:: Given exercise ::
Can you reproduce, word for word, the mailing-list message about page fault scalability between "On Thu, Aug 15, 2013 at 02:31:14PM" and "the unwritten->written conversion.", inclusive?

:: Selected excerpt ::
Re: page fault scalability (ext3, ext4, xfs)

[Date Prev][Date Next][Thread Prev][Thread Next][Date Index][Thread Index]

 



On Thu, Aug 15, 2013 at 02:31:14PM -0700, Andy Lutomirski wrote:
> On Thu, Aug 15, 2013 at 2:28 PM, Dave Chinner <david@xxxxxxxxxxxxx> wrote:
> > On Thu, Aug 15, 2013 at 09:45:31AM +0200, Jan Kara wrote:
> >> On Thu 15-08-13 17:11:42, Dave Chinner wrote:
> >> > On Wed, Aug 14, 2013 at 11:14:37PM -0700, Andy Lutomirski wrote:
> >> > > On Wed, Aug 14, 2013 at 11:01 PM, Dave Chinner <david@xxxxxxxxxxxxx> wrote:
> >> > > > On Wed, Aug 14, 2013 at 09:32:13PM -0700, Andy Lutomirski wrote:
> >> > > >> On Wed, Aug 14, 2013 at 7:10 PM, Dave Chinner <david@xxxxxxxxxxxxx> wrote:
> >> > > >> > On Wed, Aug 14, 2013 at 09:11:01PM -0400, Theodore Ts'o wrote:
> >> > > >> >> On Wed, Aug 14, 2013 at 04:38:12PM -0700, Andy Lutomirski wrote:
> >> > > >> >> > > It would be better to write zeros to it, so we aren't measuring the
> >> > > >> >> > > cost of the unwritten->written conversion.
> >> > > >> >> >
> >> > > >> >> > At the risk of beating a dead horse, how hard would it be to defer
> >> > > >> >> > this part until writeback?

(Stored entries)
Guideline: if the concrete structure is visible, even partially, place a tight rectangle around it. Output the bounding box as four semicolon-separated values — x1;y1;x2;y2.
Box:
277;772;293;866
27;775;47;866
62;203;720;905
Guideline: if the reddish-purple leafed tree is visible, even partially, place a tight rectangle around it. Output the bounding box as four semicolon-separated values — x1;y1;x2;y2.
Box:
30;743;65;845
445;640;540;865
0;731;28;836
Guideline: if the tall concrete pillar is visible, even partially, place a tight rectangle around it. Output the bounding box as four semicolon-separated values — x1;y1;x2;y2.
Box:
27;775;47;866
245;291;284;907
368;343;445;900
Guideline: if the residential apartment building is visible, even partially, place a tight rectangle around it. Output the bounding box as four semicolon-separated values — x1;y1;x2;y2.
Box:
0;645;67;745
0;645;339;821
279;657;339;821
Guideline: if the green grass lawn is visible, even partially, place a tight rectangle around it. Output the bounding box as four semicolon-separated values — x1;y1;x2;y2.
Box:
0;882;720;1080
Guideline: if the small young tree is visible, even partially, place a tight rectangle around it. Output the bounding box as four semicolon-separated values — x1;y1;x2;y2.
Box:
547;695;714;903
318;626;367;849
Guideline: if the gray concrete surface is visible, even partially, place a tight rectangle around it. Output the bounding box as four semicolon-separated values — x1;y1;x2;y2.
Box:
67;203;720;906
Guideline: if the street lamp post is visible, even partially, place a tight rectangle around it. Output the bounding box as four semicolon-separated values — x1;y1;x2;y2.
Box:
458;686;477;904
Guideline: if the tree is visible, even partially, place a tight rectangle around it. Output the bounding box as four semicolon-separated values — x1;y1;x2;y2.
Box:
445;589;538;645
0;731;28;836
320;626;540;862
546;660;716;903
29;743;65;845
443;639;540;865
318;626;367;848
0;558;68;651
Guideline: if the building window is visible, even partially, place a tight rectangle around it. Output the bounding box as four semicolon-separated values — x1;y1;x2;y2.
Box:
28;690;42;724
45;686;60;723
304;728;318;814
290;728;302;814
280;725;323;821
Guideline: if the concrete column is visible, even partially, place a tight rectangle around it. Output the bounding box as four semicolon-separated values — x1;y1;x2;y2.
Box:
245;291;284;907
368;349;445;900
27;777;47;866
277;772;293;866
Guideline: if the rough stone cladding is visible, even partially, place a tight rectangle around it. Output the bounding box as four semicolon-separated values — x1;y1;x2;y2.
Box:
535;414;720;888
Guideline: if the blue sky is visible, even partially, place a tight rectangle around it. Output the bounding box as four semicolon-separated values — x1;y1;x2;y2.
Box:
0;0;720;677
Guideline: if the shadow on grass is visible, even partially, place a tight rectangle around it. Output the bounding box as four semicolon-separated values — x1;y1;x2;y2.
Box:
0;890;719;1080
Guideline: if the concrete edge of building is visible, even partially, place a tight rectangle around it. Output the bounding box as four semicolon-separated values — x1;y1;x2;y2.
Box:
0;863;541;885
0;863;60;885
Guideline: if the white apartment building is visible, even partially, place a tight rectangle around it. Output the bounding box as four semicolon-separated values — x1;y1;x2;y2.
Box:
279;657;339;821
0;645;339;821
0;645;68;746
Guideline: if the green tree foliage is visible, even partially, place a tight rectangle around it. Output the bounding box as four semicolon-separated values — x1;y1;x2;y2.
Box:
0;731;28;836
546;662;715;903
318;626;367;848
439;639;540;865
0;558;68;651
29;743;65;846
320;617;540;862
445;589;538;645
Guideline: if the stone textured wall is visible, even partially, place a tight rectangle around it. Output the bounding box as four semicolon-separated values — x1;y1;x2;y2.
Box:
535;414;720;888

:: Worked answer ::
On Thu, Aug 15, 2013 at 02:31:14PM -0700, Andy Lutomirski wrote:
> On Thu, Aug 15, 2013 at 2:28 PM, Dave Chinner <david@xxxxxxxxxxxxx> wrote:
> > On Thu, Aug 15, 2013 at 09:45:31AM +0200, Jan Kara wrote:
> >> On Thu 15-08-13 17:11:42, Dave Chinner wrote:
> >> > On Wed, Aug 14, 2013 at 11:14:37PM -0700, Andy Lutomirski wrote:
> >> > > On Wed, Aug 14, 2013 at 11:01 PM, Dave Chinner <david@xxxxxxxxxxxxx> wrote:
> >> > > > On Wed, Aug 14, 2013 at 09:32:13PM -0700, Andy Lutomirski wrote:
> >> > > >> On Wed, Aug 14, 2013 at 7:10 PM, Dave Chinner <david@xxxxxxxxxxxxx> wrote:
> >> > > >> > On Wed, Aug 14, 2013 at 09:11:01PM -0400, Theodore Ts'o wrote:
> >> > > >> >> On Wed, Aug 14, 2013 at 04:38:12PM -0700, Andy Lutomirski wrote:
> >> > > >> >> > > It would be better to write zeros to it, so we aren't measuring the
> >> > > >> >> > > cost of the unwritten->written conversion.